▶ [WHAT THIS EXERCISE ASKS]
• 1. In the machine translation passage, list in order the processing steps a source-language sentence goes through, starting with the evaluation component's input and ending with generation.
• 2. According to the machine translation passage, which level was chosen to represent the structural aspects of the text?
• 3. Pick up the machine translation passage after its final sentence and keep writing in the same style.

▶ [QUOTED PASSAGE]
------------------------------------------------------------------------

Our first step towards the translation of German texts instead of
single sentences was to interpret anaphoric relations in the source
language. For that reason an algorithm for the evaluation of
anaphoric relations has been developed and implementet. This
algorithms uses the textual and background knowledge in order to
determine the structural prominence of an antecedent candidate
and its consistency with the anaphor.
The evaluation component of the MT system takes a FAS expression
of the source language as its input and looks for antecedents in
the same and preceeding sentences. After evaluating anaphorical
relations the FAS expression is actualized, i.e. the parts of
the FAS expressions corresponding to an anaphor and its antecedent
are made to refer to the same ABox object. An actualized
FAS expression for a source language sentence is transfered
into a target language FAS expression, from which the
corresponding target language sentence is generated.
The MT system employs two textual representations. One for
representing the structural information of a text and another
for representing the text content.
The textual representations are constructed incrementally from the
sentential ones during translation. In principle a textual representation
is needed on every level, but this would lead to
redundant representations on the syntactic and semantic level.
For that reason we decided to take the more general semantic level
(FAS) for the representation of structural aspects of the text.

------------------------------------------------------------------------

▶ [PROVIDED INFORMATION]
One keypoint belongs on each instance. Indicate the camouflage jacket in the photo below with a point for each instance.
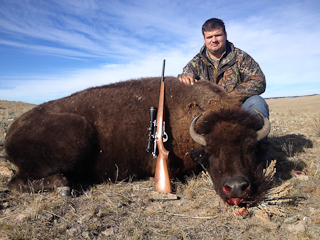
(237, 72)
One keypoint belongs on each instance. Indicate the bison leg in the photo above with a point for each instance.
(55, 182)
(49, 149)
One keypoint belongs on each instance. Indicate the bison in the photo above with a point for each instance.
(100, 134)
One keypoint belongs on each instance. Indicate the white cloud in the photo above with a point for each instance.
(134, 37)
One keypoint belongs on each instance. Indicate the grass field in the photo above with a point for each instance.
(126, 210)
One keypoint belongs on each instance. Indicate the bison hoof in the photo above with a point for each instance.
(64, 191)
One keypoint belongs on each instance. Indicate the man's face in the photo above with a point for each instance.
(215, 42)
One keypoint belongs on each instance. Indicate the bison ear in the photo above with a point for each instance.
(193, 105)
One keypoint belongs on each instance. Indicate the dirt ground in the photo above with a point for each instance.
(126, 210)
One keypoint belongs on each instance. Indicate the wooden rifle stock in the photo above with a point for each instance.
(161, 176)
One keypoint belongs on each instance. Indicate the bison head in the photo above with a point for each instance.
(231, 140)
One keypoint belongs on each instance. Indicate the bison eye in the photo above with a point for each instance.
(252, 150)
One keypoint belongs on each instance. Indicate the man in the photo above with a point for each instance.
(223, 64)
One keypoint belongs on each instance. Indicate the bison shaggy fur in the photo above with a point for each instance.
(101, 133)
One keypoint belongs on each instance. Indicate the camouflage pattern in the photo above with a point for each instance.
(237, 72)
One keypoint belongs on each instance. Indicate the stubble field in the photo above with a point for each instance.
(126, 210)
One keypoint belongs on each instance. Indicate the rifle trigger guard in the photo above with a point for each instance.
(164, 134)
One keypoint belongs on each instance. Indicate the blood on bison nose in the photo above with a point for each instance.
(236, 187)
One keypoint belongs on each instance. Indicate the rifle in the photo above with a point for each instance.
(156, 138)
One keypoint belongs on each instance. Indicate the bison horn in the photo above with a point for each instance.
(198, 138)
(264, 131)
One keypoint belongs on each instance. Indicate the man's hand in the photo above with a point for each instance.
(187, 80)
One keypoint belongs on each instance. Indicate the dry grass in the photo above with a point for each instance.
(124, 210)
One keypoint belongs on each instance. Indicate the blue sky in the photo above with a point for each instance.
(50, 49)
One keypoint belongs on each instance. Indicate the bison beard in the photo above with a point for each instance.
(100, 134)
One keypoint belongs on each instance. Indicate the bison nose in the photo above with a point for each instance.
(236, 187)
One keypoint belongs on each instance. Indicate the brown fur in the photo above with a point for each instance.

------------------------------------------------------------------------

▶ [WRITTEN ANSWERS]
• 1.
1. The evaluation component takes a FAS expression of the source language as its input.
2. It looks for antecedents in the same and preceding sentences.
3. The FAS expression is actualized, so that the parts corresponding to an anaphor and its antecedent refer to the same ABox object.
4. The actualized FAS expression is transferred into a target language FAS expression.
5. The corresponding target language sentence is generated from that expression.

• 2. The more general semantic level, FAS.

• 3.
The components of the MT system
|
- morphological analyser based on the SUTRA system
- GPSG parser for direct interpretation of ID rules, LP statements
and metarules
- term-rewrite rule interpreter for semantic and conceptual
analysis, transfer and generation
- morphological synthesizer based on the SUTRA system
- module for the evaluation of anaphoric relations
- the knowledge representation system BACK
- tools for the development of lexicons, grammars and term-rewrite
systems
Linguistic data was developed in order to translate a German text,
which is The Proposal of the European Commission for the ESPRIT
Programme. About 100 sentences were successfully tested with
the help of the MT system. The linguistic data comprises:
- a German grammar (GPSG):
- 22 main categories, 34 features
- 22 aliases
- 76 ID rules
- 23 LP statements
- 5 metarules
- 23 FCRs
- 265 lexical entries (stem forms)
- 134 term-rewrite rules for semantic analysis (German)
- 37 term-rewrite rules for conceptual analysis (German)
- 248 term-rewrite rules for transfer (German --> English)
- 182 term-rewrite rules for generation (English)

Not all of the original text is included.